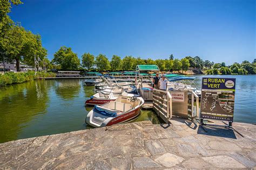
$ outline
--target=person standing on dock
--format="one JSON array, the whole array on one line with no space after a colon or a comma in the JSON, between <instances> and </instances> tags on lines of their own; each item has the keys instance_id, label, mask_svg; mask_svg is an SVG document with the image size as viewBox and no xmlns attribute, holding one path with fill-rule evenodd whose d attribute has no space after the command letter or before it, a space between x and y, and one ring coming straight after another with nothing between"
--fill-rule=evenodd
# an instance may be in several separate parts
<instances>
[{"instance_id":1,"label":"person standing on dock","mask_svg":"<svg viewBox=\"0 0 256 170\"><path fill-rule=\"evenodd\" d=\"M165 76L163 76L162 78L159 80L158 82L158 87L160 87L161 90L166 91L167 89L167 83L168 83L168 80L165 79Z\"/></svg>"},{"instance_id":2,"label":"person standing on dock","mask_svg":"<svg viewBox=\"0 0 256 170\"><path fill-rule=\"evenodd\" d=\"M159 81L159 79L160 79L160 77L159 77L159 74L158 73L157 73L157 74L156 74L156 76L153 79L153 84L154 87L157 89L159 89L159 86L158 86L158 82Z\"/></svg>"}]
</instances>

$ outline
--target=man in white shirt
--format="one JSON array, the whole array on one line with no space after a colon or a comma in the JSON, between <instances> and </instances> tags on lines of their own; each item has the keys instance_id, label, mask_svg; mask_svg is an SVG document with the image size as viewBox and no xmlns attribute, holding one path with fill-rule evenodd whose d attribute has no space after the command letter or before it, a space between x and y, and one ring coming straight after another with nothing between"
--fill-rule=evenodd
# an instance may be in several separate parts
<instances>
[{"instance_id":1,"label":"man in white shirt","mask_svg":"<svg viewBox=\"0 0 256 170\"><path fill-rule=\"evenodd\" d=\"M163 76L158 82L158 87L159 87L160 89L161 90L166 91L167 83L168 80L165 79L165 76Z\"/></svg>"}]
</instances>

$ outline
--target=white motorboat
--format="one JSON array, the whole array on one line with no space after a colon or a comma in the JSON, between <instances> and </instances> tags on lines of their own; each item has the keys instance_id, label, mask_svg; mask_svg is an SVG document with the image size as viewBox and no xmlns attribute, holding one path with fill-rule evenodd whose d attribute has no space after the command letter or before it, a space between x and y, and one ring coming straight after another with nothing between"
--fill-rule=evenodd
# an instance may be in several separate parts
<instances>
[{"instance_id":1,"label":"white motorboat","mask_svg":"<svg viewBox=\"0 0 256 170\"><path fill-rule=\"evenodd\" d=\"M109 103L110 101L115 101L117 97L120 96L132 97L134 95L128 94L125 91L123 91L121 94L113 94L112 93L110 93L109 94L105 94L101 92L98 92L94 95L92 96L90 99L86 100L85 104L102 105Z\"/></svg>"},{"instance_id":2,"label":"white motorboat","mask_svg":"<svg viewBox=\"0 0 256 170\"><path fill-rule=\"evenodd\" d=\"M136 90L136 88L135 87L130 86L106 86L104 89L100 89L99 91L105 94L110 94L110 93L113 93L113 94L121 94L123 91L130 93L133 93Z\"/></svg>"},{"instance_id":3,"label":"white motorboat","mask_svg":"<svg viewBox=\"0 0 256 170\"><path fill-rule=\"evenodd\" d=\"M138 116L144 103L142 97L121 96L114 101L95 105L87 115L85 121L95 128L124 123Z\"/></svg>"},{"instance_id":4,"label":"white motorboat","mask_svg":"<svg viewBox=\"0 0 256 170\"><path fill-rule=\"evenodd\" d=\"M98 84L102 82L102 79L85 79L84 80L84 83L85 83L86 86L95 86L96 84Z\"/></svg>"},{"instance_id":5,"label":"white motorboat","mask_svg":"<svg viewBox=\"0 0 256 170\"><path fill-rule=\"evenodd\" d=\"M95 85L95 88L96 89L99 89L106 86L113 87L113 86L116 86L116 84L118 84L118 86L122 87L122 86L133 85L134 83L131 82L119 82L119 83L105 82L102 82L102 83Z\"/></svg>"}]
</instances>

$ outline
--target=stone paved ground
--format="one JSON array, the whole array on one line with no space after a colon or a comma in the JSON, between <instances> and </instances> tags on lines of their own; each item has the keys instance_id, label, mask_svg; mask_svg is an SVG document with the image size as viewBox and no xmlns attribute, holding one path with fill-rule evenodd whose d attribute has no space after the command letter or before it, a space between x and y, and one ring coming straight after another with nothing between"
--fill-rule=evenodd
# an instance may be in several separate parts
<instances>
[{"instance_id":1,"label":"stone paved ground","mask_svg":"<svg viewBox=\"0 0 256 170\"><path fill-rule=\"evenodd\" d=\"M233 125L245 138L144 121L18 140L0 144L0 169L255 169L256 126Z\"/></svg>"}]
</instances>

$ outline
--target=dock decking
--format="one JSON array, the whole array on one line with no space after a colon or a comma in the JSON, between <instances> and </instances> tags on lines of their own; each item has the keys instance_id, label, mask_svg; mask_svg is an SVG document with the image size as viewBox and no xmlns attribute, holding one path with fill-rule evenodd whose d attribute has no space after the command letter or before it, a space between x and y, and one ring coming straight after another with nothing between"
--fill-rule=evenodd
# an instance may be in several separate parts
<instances>
[{"instance_id":1,"label":"dock decking","mask_svg":"<svg viewBox=\"0 0 256 170\"><path fill-rule=\"evenodd\" d=\"M256 126L144 121L0 144L0 169L255 168Z\"/></svg>"}]
</instances>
+++++
What to produce.
State how many lines of the data above contain the string "dock". Give only the number.

Result for this task.
4